Annotationseinträge
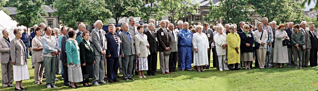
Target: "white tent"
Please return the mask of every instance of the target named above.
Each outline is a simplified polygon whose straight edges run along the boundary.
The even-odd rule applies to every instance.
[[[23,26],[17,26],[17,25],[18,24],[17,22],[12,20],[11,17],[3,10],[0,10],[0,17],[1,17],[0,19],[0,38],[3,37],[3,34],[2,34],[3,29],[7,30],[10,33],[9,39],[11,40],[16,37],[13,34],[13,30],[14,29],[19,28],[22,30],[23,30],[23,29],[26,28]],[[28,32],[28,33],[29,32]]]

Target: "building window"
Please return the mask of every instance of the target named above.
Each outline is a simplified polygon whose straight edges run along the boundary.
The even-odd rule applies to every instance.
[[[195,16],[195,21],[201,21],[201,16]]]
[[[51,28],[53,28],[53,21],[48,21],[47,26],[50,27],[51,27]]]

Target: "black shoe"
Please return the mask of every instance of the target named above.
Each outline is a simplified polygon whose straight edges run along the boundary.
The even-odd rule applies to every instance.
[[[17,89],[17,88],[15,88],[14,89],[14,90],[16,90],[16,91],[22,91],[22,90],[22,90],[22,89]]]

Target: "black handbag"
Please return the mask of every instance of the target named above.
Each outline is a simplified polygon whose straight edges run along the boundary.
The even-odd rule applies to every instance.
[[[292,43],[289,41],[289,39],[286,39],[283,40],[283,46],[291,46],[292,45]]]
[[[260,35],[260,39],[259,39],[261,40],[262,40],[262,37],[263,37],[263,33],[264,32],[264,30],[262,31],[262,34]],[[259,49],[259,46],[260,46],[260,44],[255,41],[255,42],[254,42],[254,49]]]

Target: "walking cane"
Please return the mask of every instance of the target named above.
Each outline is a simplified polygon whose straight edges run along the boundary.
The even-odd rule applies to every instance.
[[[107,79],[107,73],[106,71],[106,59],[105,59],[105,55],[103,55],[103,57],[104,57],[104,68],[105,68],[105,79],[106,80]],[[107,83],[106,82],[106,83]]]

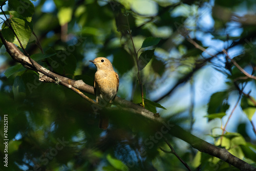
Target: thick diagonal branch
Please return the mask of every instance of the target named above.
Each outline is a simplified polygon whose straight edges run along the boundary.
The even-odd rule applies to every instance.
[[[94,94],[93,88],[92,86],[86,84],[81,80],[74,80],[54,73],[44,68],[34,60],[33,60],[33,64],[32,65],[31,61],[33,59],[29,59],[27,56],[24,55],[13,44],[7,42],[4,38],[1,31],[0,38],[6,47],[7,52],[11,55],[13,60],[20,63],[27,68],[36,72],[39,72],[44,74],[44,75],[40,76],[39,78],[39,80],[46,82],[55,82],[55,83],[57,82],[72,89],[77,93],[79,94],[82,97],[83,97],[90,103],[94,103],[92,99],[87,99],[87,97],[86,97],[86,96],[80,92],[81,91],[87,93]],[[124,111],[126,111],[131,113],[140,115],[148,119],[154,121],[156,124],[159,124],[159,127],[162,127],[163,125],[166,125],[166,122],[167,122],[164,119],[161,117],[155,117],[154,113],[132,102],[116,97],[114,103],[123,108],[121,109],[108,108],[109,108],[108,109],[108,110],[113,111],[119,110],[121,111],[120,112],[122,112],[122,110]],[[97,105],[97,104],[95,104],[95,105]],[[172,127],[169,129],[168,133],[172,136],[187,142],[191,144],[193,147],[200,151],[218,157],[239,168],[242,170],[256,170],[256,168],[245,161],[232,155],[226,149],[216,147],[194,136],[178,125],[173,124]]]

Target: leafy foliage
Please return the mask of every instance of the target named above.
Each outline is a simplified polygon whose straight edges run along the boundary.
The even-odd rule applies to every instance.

## Fragestellung
Geben Sie sämtliche Zeilen der obigen Einträge unverändert wieder, lassen Sie dabei jedoch die Bilder weg.

## Richtige Antwort
Target: "white tent"
Please return the mask of every instance of the target named above.
Each outline is a simplified polygon whose straight edges run along the boundary.
The even-odd rule applies to every instance.
[[[23,26],[17,26],[17,25],[18,24],[17,22],[12,20],[11,17],[3,10],[0,10],[0,17],[1,17],[0,19],[0,38],[3,37],[3,34],[2,34],[3,29],[7,30],[10,33],[9,39],[11,40],[16,37],[13,34],[13,30],[14,29],[19,28],[22,30],[23,30],[23,29],[26,28]],[[28,32],[28,33],[29,32]]]

Target: "building window"
Please return the mask of every instance of the target named above.
Each outline is a simplified polygon whose straight edges run along the boundary.
The even-odd rule applies to every instance.
[[[195,16],[195,21],[201,21],[201,16]]]
[[[51,28],[53,28],[53,21],[48,21],[47,26],[50,27],[51,27]]]

Target: "black shoe"
Please return the mask of every instance of the target named above.
Each outline is a simplified polygon whose straight edges run along the boundary.
The even-odd rule applies to every instance.
[[[17,89],[17,88],[15,88],[14,89],[14,90],[16,90],[16,91],[22,91],[22,90],[22,90],[22,89]]]

Target: "black handbag"
Please return the mask of every instance of the target named above.
Each outline is a simplified polygon whose straight edges run along the boundary.
The even-odd rule applies to every instance.
[[[292,43],[289,41],[289,39],[286,39],[283,40],[283,46],[291,46],[292,45]]]
[[[260,35],[260,39],[259,39],[261,40],[262,40],[262,37],[263,37],[263,33],[264,32],[264,30],[262,31],[262,34]],[[259,49],[259,46],[260,46],[260,44],[255,41],[255,42],[254,42],[254,49]]]

Target: "walking cane"
Please return the mask of every instance of the target named above.
Each outline is a simplified polygon whose straight edges run along the boundary.
The even-odd rule applies to every instance.
[[[107,79],[107,73],[106,71],[106,59],[105,59],[105,55],[103,55],[103,57],[104,57],[104,68],[105,68],[105,79],[106,80]],[[107,83],[106,82],[106,83]]]

Target: thick diagonal branch
Please return the mask of every instance of the target named above.
Each outline is a simplified polygon whose straight edges run along the boundary.
The even-odd rule applies to every instance.
[[[94,94],[93,88],[92,86],[86,84],[81,80],[74,80],[54,73],[44,68],[34,60],[33,60],[33,64],[32,65],[31,61],[33,59],[29,59],[27,56],[24,55],[13,44],[7,42],[4,38],[1,31],[0,38],[6,47],[7,52],[11,55],[13,60],[20,63],[27,68],[36,72],[39,72],[44,74],[44,75],[40,76],[39,78],[39,80],[46,82],[55,82],[55,83],[57,82],[72,89],[77,93],[79,94],[82,97],[83,97],[90,103],[94,103],[92,99],[87,99],[87,97],[86,97],[86,96],[80,92],[81,91],[87,93]],[[124,111],[126,111],[131,113],[140,115],[148,119],[154,121],[156,124],[159,124],[159,127],[162,127],[163,125],[166,125],[166,122],[167,122],[164,119],[161,117],[155,117],[154,113],[132,102],[116,97],[114,103],[123,108],[121,109],[108,108],[109,108],[108,109],[108,110],[113,111],[119,110],[121,111],[120,112],[122,112],[122,110]],[[97,105],[97,104],[95,104],[95,105]],[[172,127],[169,129],[168,133],[172,136],[187,142],[191,144],[193,147],[200,151],[218,157],[239,168],[242,170],[256,170],[256,168],[245,161],[232,155],[226,149],[216,147],[194,136],[178,125],[173,124]]]

Target: leafy foliage
Please return the mask of every instance of the target named above.
Each outline is a simplified polygon whose straight edges run along the boundary.
The even-odd rule applies to every instance.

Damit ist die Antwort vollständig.